▶ TO BE DONE: Pick out each line in the data below that contains the word "white" and copy those lines. Case counts.

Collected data
-- start --

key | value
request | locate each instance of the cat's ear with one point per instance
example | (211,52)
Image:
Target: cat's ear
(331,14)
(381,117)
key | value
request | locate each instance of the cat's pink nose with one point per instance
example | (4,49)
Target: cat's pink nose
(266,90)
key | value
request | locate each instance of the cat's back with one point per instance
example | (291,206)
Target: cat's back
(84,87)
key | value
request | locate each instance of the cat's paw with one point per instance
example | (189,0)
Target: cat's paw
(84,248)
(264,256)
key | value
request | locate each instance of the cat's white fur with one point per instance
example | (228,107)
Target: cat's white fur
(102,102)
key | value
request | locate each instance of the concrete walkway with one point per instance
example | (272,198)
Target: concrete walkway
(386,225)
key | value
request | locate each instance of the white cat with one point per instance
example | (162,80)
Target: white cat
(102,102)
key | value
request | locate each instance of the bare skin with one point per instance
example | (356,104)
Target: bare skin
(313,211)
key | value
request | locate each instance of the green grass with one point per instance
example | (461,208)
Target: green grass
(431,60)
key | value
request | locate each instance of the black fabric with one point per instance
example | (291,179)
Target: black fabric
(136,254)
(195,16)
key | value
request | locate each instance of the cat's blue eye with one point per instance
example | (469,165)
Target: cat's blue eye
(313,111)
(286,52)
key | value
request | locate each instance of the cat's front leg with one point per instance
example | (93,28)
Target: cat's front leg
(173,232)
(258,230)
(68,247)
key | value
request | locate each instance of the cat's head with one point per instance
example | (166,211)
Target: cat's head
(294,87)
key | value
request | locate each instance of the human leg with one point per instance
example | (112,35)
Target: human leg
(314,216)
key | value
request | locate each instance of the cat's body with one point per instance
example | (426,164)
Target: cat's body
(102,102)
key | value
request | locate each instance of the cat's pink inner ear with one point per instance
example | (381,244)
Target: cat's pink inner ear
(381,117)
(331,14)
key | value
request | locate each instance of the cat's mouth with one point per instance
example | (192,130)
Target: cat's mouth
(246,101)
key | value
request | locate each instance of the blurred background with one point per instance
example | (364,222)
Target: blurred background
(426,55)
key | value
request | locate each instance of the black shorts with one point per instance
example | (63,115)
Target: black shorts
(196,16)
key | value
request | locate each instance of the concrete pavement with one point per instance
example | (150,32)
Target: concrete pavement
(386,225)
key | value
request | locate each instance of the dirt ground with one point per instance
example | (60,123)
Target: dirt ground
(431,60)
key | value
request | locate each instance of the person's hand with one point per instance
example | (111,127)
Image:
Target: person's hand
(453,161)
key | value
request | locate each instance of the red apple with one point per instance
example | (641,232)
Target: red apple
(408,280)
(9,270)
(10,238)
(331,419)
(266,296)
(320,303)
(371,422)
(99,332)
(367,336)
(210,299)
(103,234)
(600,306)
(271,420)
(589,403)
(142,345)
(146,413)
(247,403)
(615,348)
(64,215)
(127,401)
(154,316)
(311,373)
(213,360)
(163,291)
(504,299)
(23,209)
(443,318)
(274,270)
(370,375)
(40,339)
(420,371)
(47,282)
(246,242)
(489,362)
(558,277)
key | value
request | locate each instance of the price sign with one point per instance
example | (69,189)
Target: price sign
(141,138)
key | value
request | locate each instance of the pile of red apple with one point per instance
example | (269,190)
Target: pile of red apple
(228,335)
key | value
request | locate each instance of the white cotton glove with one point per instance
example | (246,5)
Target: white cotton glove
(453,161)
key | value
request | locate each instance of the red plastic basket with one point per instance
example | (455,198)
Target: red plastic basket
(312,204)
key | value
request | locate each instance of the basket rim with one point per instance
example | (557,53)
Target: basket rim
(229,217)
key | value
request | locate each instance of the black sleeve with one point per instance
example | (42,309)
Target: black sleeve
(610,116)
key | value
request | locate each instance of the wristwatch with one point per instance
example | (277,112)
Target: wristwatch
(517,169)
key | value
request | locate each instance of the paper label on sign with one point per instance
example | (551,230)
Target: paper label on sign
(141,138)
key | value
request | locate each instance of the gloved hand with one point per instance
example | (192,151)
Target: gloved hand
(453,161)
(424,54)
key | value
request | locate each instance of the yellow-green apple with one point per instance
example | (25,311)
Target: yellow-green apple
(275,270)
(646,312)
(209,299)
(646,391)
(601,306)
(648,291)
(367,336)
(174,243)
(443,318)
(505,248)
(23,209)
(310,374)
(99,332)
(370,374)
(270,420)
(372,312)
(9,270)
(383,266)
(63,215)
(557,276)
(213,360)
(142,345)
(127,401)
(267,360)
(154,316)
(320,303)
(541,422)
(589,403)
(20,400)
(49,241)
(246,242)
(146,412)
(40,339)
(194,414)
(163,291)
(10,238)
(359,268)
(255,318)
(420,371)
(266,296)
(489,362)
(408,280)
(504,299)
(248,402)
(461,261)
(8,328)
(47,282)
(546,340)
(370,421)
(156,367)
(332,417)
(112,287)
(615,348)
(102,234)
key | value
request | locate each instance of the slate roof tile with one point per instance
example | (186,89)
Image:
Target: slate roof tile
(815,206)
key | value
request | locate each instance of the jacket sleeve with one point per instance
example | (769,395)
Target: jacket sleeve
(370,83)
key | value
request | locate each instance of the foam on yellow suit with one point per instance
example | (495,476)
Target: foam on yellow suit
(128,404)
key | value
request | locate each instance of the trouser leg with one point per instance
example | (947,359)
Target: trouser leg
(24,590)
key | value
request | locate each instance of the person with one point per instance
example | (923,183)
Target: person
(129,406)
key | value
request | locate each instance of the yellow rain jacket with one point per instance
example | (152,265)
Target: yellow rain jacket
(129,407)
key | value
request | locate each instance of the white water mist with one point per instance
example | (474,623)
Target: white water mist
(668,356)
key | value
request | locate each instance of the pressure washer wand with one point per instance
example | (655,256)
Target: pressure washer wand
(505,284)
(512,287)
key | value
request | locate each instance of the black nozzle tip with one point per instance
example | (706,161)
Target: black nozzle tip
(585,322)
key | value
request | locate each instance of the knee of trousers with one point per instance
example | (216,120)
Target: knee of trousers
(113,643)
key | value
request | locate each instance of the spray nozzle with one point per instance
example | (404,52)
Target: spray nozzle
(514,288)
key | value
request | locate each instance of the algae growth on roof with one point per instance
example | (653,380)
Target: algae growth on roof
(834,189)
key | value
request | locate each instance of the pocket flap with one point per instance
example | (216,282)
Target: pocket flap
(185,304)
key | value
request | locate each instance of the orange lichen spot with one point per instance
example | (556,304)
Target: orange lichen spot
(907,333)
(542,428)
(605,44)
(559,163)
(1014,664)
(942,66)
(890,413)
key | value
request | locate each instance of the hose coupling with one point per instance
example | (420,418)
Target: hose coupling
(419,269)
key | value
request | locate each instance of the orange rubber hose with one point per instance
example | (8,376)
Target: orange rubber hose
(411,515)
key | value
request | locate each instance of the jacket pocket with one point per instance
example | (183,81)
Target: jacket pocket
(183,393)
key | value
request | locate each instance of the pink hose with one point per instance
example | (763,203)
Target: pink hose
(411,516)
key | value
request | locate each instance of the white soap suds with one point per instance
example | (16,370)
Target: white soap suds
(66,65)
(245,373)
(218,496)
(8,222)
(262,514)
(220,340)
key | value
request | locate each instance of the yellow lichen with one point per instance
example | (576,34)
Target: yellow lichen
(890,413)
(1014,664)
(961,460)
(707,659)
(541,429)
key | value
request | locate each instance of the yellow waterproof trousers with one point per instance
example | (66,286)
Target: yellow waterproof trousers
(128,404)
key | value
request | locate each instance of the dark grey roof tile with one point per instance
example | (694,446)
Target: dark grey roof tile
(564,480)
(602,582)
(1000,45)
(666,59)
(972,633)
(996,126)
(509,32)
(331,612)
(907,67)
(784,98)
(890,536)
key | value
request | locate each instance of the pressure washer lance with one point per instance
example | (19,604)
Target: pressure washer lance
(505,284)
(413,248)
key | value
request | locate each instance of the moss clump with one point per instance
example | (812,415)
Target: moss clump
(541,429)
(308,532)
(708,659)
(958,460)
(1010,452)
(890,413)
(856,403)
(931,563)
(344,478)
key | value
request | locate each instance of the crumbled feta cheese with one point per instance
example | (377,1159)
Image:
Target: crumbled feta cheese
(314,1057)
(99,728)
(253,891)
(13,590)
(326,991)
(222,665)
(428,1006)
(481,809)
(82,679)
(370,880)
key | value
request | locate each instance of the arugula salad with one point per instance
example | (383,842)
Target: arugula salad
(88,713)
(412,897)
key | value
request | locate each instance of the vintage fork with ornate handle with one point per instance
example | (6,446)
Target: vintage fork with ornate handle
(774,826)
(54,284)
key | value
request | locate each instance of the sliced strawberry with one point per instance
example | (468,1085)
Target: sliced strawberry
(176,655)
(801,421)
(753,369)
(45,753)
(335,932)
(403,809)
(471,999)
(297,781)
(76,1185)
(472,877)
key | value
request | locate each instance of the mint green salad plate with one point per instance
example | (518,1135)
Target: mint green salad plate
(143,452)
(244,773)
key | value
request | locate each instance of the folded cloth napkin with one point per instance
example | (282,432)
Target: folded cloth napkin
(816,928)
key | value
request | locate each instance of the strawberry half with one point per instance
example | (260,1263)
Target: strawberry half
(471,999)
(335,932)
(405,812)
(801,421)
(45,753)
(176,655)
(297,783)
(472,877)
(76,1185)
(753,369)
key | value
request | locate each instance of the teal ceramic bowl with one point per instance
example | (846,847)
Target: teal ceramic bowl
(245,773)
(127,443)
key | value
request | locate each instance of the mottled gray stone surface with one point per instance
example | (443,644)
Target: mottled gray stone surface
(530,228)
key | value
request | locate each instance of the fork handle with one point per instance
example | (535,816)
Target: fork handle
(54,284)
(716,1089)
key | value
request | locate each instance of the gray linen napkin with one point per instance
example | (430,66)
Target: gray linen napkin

-- end --

▶ EXPECTED ANSWER:
request | locate each instance of the cat's white fur with one point per instance
Target: cat's white fur
request | locate each instance of the white cat with one point per instance
Target: white cat
request | locate each instance of the white cotton glove with one point per instance
Target: white cotton glove
request | locate each instance of the white water mist with one point per instance
Target: white water mist
request | locate each instance of the white soap suds with one point per instance
Target: white soap suds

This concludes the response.